[Start of MATERIAL FOR THE TASK]
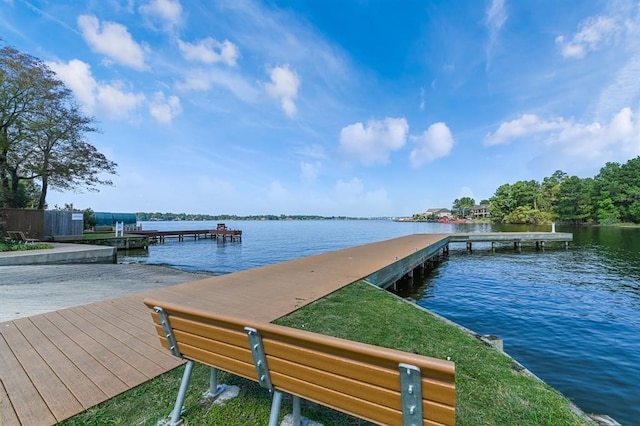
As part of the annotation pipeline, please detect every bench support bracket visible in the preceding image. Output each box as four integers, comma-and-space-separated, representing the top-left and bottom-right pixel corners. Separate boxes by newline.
202, 367, 228, 399
398, 363, 422, 426
153, 306, 182, 358
244, 327, 275, 397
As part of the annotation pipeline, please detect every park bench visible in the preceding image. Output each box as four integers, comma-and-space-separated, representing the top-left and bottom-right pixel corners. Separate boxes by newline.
7, 231, 38, 244
144, 299, 455, 426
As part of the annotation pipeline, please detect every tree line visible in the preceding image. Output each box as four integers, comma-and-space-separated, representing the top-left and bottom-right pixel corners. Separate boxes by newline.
136, 212, 358, 222
489, 156, 640, 225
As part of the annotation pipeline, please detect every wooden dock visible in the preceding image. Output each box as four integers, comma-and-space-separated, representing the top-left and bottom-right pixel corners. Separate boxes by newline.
130, 223, 242, 243
0, 234, 568, 426
449, 232, 573, 251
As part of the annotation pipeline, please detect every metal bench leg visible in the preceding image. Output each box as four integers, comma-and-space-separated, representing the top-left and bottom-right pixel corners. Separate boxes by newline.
168, 361, 193, 426
269, 390, 282, 426
292, 395, 301, 426
203, 367, 227, 399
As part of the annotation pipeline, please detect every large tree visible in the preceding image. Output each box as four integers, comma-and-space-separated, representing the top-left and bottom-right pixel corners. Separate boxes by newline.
0, 46, 117, 208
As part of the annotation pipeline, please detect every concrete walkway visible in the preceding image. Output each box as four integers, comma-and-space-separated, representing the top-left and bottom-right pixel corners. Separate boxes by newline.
0, 243, 209, 323
0, 243, 116, 266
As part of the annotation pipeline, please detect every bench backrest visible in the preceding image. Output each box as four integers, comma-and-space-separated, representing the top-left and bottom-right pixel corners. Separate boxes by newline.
144, 299, 455, 425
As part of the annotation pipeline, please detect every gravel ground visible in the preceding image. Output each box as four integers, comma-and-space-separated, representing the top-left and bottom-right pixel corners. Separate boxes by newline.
0, 264, 208, 322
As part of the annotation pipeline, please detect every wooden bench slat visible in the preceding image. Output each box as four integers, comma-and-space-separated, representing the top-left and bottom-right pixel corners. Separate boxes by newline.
263, 338, 455, 405
271, 373, 455, 426
144, 300, 456, 425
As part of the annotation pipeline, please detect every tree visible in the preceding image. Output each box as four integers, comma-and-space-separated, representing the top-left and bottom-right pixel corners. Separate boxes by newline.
0, 42, 117, 208
553, 176, 593, 225
451, 197, 476, 217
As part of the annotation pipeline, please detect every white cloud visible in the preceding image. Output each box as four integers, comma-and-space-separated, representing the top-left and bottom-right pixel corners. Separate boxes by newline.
409, 122, 454, 167
78, 15, 145, 70
47, 59, 98, 114
485, 107, 640, 167
485, 0, 508, 66
484, 114, 567, 146
47, 59, 145, 118
340, 117, 409, 165
178, 37, 239, 66
177, 69, 259, 102
335, 178, 364, 200
265, 65, 300, 117
149, 92, 182, 123
556, 16, 617, 59
267, 181, 289, 203
138, 0, 182, 29
300, 161, 322, 182
96, 82, 145, 118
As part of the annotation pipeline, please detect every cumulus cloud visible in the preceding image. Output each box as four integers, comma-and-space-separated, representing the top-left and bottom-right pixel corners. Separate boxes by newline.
149, 92, 182, 124
78, 15, 145, 70
485, 107, 640, 165
178, 37, 239, 66
47, 59, 97, 114
300, 161, 322, 182
409, 122, 454, 167
340, 117, 409, 165
484, 114, 567, 146
177, 69, 259, 102
556, 16, 617, 59
335, 178, 364, 200
265, 65, 300, 117
138, 0, 182, 29
47, 59, 145, 118
96, 81, 145, 118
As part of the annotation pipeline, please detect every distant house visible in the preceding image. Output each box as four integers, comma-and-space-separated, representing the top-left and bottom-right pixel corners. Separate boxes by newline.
425, 208, 451, 219
470, 204, 490, 219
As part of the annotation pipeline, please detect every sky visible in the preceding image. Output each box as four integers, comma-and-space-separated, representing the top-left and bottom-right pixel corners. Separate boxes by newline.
0, 0, 640, 217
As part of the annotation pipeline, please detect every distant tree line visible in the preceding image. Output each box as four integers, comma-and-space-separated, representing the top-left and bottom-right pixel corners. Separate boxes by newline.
136, 212, 359, 222
489, 156, 640, 224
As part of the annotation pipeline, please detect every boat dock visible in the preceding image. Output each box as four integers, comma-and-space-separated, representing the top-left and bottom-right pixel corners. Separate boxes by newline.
0, 231, 570, 426
130, 223, 242, 244
449, 232, 573, 251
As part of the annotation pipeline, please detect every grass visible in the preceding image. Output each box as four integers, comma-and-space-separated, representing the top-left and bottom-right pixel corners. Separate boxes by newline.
62, 282, 590, 426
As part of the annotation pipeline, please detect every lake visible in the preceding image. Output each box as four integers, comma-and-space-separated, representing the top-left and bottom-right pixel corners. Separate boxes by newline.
118, 220, 640, 425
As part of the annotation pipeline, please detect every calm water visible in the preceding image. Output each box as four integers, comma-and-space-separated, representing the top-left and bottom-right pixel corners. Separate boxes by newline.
119, 221, 640, 425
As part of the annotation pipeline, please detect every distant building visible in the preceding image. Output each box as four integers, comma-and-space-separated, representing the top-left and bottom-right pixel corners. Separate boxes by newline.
470, 204, 490, 219
424, 208, 451, 219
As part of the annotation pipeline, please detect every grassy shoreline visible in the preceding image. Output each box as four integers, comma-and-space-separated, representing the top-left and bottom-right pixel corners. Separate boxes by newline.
62, 282, 592, 426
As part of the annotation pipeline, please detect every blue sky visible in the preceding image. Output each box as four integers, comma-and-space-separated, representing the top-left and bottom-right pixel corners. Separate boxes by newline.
0, 0, 640, 217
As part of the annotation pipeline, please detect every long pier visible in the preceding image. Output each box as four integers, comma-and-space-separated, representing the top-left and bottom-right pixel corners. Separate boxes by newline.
0, 233, 572, 426
131, 228, 242, 243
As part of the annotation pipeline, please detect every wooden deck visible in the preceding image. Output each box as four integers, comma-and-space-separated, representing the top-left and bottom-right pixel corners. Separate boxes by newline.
0, 234, 448, 426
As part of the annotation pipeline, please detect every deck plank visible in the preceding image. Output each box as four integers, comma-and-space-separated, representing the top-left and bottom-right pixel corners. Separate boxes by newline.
45, 308, 146, 387
86, 304, 182, 371
0, 342, 26, 426
31, 314, 129, 396
55, 306, 159, 379
15, 318, 107, 409
2, 318, 83, 424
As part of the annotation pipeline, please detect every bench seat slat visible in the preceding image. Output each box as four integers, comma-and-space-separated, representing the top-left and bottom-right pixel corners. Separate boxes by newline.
271, 373, 455, 426
263, 338, 455, 406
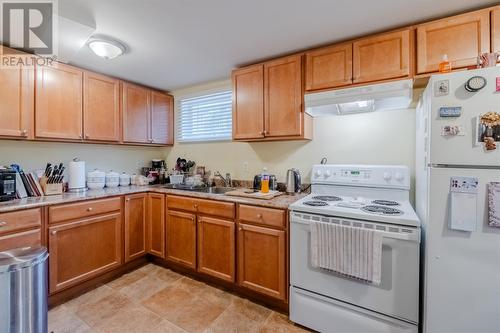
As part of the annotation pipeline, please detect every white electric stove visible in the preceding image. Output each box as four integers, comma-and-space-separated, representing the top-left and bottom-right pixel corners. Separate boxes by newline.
289, 165, 420, 333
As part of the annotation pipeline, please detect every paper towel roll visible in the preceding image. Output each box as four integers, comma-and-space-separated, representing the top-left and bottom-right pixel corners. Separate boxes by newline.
68, 159, 85, 191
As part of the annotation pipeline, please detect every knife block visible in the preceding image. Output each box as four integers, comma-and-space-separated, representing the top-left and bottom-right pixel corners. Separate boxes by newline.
40, 177, 63, 195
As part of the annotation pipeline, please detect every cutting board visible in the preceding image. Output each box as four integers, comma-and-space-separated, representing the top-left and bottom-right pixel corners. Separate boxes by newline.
225, 188, 283, 200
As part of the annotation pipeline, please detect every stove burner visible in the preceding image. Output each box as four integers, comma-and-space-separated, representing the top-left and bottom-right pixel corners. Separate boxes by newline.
304, 200, 328, 207
372, 200, 399, 206
313, 195, 342, 201
361, 205, 403, 216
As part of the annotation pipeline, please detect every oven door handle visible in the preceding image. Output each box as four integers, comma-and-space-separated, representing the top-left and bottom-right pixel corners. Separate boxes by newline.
291, 217, 420, 243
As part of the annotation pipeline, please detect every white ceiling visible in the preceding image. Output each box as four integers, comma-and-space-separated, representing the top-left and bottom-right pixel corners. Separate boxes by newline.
59, 0, 497, 90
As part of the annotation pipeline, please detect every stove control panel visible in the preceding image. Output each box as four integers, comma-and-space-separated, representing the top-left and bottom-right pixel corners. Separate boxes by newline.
312, 164, 410, 189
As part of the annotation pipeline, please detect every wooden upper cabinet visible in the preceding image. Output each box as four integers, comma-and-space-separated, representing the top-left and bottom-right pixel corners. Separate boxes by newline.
125, 193, 147, 262
198, 216, 236, 282
35, 63, 83, 140
0, 48, 35, 138
264, 55, 304, 137
151, 91, 174, 145
122, 82, 151, 143
491, 6, 500, 52
232, 64, 264, 140
83, 72, 121, 142
167, 210, 196, 269
353, 29, 410, 83
147, 193, 165, 258
306, 43, 352, 91
417, 10, 490, 74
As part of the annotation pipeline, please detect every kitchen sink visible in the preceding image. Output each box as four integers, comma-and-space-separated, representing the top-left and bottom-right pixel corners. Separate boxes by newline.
164, 184, 234, 194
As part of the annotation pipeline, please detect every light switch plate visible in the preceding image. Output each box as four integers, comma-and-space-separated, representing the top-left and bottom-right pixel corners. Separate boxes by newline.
434, 80, 450, 97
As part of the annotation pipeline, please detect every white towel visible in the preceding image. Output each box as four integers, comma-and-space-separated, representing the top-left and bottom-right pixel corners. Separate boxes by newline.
310, 221, 382, 285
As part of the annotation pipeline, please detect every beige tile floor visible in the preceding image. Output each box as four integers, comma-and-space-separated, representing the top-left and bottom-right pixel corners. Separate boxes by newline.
49, 264, 307, 333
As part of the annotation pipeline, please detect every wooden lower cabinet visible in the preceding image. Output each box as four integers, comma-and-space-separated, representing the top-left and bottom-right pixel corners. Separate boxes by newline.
238, 223, 287, 300
49, 212, 122, 293
146, 193, 165, 258
125, 193, 147, 262
0, 228, 42, 251
198, 216, 236, 282
167, 210, 196, 269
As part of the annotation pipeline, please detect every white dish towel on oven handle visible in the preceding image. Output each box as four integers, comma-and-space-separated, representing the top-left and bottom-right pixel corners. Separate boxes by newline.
310, 221, 383, 285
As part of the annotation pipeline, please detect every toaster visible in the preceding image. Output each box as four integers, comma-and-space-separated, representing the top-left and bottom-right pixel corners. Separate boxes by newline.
0, 169, 16, 201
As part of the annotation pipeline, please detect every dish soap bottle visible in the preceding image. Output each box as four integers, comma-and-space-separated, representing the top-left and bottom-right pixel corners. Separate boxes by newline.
260, 168, 269, 193
439, 54, 451, 73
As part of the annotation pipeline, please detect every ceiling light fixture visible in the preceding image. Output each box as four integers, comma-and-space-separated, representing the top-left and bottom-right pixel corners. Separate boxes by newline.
87, 37, 126, 59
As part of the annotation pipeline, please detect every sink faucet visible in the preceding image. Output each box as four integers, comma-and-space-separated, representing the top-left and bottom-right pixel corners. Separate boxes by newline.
214, 171, 232, 187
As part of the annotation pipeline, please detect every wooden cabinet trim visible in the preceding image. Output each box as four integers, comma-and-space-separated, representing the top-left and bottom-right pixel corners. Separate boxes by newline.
0, 208, 42, 235
48, 213, 122, 294
417, 9, 490, 74
124, 193, 147, 262
83, 71, 121, 142
231, 64, 265, 140
147, 193, 166, 258
198, 216, 236, 282
237, 223, 287, 300
305, 43, 352, 91
48, 197, 122, 224
166, 210, 197, 269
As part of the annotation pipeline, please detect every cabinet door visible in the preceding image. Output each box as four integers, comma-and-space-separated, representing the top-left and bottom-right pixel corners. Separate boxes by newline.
151, 91, 174, 145
83, 72, 121, 142
147, 193, 165, 258
167, 210, 196, 269
306, 43, 352, 91
198, 216, 236, 282
125, 193, 147, 262
232, 64, 264, 140
49, 213, 122, 293
264, 55, 304, 137
491, 7, 500, 53
0, 48, 35, 138
35, 63, 83, 140
238, 224, 286, 300
122, 82, 151, 143
0, 228, 42, 251
353, 30, 410, 83
417, 10, 490, 74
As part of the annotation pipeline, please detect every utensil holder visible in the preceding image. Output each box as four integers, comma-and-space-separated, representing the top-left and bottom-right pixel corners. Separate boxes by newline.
40, 177, 63, 195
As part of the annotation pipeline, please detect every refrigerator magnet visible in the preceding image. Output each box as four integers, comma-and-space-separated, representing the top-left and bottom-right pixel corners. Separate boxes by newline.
488, 182, 500, 228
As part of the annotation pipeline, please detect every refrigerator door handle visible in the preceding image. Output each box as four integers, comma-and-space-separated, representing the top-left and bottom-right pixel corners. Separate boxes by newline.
428, 163, 500, 170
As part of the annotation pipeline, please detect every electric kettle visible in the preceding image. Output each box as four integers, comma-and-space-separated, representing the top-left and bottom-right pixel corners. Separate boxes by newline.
286, 169, 302, 194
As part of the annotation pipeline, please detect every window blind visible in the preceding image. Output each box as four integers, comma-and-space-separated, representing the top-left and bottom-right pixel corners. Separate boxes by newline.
177, 91, 232, 142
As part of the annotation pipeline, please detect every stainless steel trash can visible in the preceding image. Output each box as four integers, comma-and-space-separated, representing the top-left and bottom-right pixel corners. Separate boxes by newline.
0, 247, 49, 333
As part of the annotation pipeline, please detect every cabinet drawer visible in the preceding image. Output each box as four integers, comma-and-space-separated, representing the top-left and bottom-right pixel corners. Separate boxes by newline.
0, 228, 42, 251
0, 208, 42, 235
167, 195, 234, 219
49, 197, 121, 223
238, 205, 286, 228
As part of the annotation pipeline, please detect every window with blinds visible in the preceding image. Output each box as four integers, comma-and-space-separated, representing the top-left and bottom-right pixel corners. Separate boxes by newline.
177, 91, 232, 142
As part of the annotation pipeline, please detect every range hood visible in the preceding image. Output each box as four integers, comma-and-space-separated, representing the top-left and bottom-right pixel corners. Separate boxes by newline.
304, 79, 413, 117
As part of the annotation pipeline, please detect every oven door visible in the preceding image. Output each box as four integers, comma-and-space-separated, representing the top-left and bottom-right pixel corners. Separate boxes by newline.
290, 211, 420, 323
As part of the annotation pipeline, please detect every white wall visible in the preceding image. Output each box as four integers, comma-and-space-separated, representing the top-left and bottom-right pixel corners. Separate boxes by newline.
166, 81, 415, 185
0, 140, 165, 173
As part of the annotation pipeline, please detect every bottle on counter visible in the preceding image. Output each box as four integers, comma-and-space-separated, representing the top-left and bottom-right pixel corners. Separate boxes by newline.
260, 168, 269, 193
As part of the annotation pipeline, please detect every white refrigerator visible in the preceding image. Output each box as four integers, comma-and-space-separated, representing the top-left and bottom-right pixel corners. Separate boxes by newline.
416, 67, 500, 333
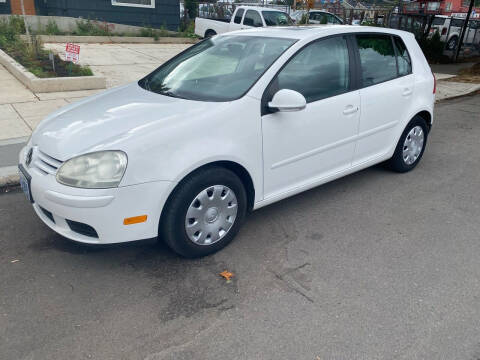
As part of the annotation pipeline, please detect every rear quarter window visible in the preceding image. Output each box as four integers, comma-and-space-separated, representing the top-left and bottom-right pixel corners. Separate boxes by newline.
393, 36, 412, 76
356, 34, 397, 87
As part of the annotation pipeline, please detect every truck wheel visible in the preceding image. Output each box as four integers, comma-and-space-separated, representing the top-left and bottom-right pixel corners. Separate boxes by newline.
205, 29, 217, 38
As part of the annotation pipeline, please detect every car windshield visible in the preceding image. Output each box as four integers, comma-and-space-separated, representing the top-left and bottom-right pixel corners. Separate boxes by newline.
139, 36, 296, 101
262, 11, 293, 26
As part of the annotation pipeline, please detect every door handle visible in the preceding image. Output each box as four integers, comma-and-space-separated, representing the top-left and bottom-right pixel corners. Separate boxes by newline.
343, 105, 358, 115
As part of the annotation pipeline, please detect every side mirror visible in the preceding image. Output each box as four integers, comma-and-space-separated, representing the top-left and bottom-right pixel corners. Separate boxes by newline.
268, 89, 307, 111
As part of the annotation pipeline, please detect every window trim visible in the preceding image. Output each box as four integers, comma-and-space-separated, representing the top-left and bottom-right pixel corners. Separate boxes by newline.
260, 33, 358, 116
112, 0, 155, 9
391, 35, 413, 79
242, 9, 265, 28
353, 32, 413, 90
233, 8, 246, 25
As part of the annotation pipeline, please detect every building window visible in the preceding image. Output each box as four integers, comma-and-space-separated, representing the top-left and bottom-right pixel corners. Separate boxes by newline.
112, 0, 155, 9
427, 2, 440, 11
[End of MATERIAL FOR THE TASK]
# WHAT YOU SHOULD DO:
Rewrite the lines of the entries that run from the line containing "every bench seat" through the line containing "263, 338, 455, 406", keeping the requests as they are and offsetting every bounding-box coordinate in the answers by 36. Begin at the line that has "every bench seat" and stop after the line that has "263, 338, 455, 406".

# ANSWER TO THIS EXERCISE:
As part of the annotation pipeline, please detect every bench seat slat visible in the preceding image. Output each box as four integers, comma-and-space-separated, representing the top-left and bottom-right pixel corners. Separate boxes by newline.
307, 409, 491, 462
299, 374, 491, 442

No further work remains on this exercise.